A FAZER>
**a)** Liste tudo o que, segundo o texto sobre o caso da menina, a anormalidade congênita grave exigia.
**b)** Por favor, reescreva de forma mais curta o parágrafo do texto sobre o caso da menina que começa com "Em 12 de fevereiro de 2011", mantendo os fatos principais.
**c)** Dê continuidade ao texto sobre o caso da menina a partir do ponto em que ele termina.

Você conhece histórias assim.
Em 12 de fevereiro de 2011, nasceu uma menininha no Mato Grosso com uma anormalidade congênita grave que exigia cirurgia, tratamento médico e atenção redobrada. Diante da gravidade do caso e inúmeras dificuldades que lhe apareceram, a mãe da criança buscou o núcleo da Defensoria Pública no município de Primavera do Leste.
A questão precisou ser judicializada para que o Estado se responsabilizasse pelo tratamento da menina. Então, o juiz Flávio Miraglia Fernandes determinou o bloqueio imediato de R$ 21.849,40 para que o tratamento médico fosse bancado.

LINHAS FORNECIDAS>

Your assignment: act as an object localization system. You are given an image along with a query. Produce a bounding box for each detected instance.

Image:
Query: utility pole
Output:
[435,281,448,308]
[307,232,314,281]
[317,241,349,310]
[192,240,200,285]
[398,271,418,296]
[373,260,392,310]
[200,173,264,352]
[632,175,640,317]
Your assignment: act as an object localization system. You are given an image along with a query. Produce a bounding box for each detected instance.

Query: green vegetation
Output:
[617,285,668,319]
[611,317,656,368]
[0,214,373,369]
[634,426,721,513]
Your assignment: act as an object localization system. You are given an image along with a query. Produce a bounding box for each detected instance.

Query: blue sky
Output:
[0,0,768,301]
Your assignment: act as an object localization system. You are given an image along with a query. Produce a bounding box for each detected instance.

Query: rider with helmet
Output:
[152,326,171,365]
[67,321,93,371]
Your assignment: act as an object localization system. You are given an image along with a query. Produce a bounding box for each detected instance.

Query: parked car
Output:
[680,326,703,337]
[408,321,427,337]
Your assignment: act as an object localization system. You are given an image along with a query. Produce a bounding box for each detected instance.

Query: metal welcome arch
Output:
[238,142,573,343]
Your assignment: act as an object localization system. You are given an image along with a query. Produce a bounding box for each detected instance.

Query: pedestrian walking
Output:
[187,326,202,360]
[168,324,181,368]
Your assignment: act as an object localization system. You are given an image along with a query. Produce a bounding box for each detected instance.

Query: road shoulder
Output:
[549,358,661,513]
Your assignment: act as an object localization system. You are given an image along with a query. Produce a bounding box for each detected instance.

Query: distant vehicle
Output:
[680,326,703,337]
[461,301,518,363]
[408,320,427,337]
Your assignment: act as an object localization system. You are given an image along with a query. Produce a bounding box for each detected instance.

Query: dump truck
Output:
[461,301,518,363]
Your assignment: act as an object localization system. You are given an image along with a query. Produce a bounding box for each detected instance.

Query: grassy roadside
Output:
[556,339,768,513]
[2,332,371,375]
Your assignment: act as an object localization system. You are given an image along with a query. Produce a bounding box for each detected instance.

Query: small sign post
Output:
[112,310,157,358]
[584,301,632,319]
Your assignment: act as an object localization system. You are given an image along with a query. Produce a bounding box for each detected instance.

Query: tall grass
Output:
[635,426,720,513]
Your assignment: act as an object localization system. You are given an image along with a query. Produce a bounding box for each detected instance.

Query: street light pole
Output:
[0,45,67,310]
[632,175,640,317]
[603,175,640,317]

RESPOSTAS>
**a)**
- cirurgia
- tratamento médico
- atenção redobrada

**b)** Em 12 de fevereiro de 2011, nasceu no Mato Grosso uma menina com uma anormalidade congênita grave que exigia cirurgia, tratamento médico e atenção redobrada. Por causa da gravidade do caso e das dificuldades, a mãe procurou o núcleo da Defensoria Pública em Primavera do Leste.

**c)**
No ano passado, o juiz de Currais Novos, Marcus Vinícius Pereira Júnior ficou nacionalmente conhecido ao bloquear as contas de publicidade do governo do Estado. O juiz tinha diante de si inúmeros casos envolvendo pacientes que buscavam que o governo se responsabilizasse por seus tratamentos médicos. A fim de atender a todos, Marcus Vinícius determinou o bloqueio da conta de publicidade do governo. “Essa mulher precisa fazer uma cirurgia para continuar seu tratamento. Então imagine ela em casa à espera do governo, enquanto o vê investindo em publicidade”, considerou à época juiz. E complementou: “Perguntem ao povo se ele quer que os governantes invistam em saúde ou publicidade”.
Em outra frente, o Estadão de hoje estampa a notícia de que a justiça bloqueou um pouco mais de R$ 32 milhões de cinco dos onze denunciados por recebimento de propina no governo de São Paulo da empresa francesa Alstom.
Todas essas questões envolvendo bloqueio de recursos em contas por ação de magistrados sofrem uma ameaça comum. A Câmara dos Deputados aprovou, por 279 votos, acredita-se que sem a devida discussão, o impedimento de que juízes realizem a chamada penhora online, ou eletrônica. A mudança consta de emenda inserida no texto do Novo Código de Processo Civil.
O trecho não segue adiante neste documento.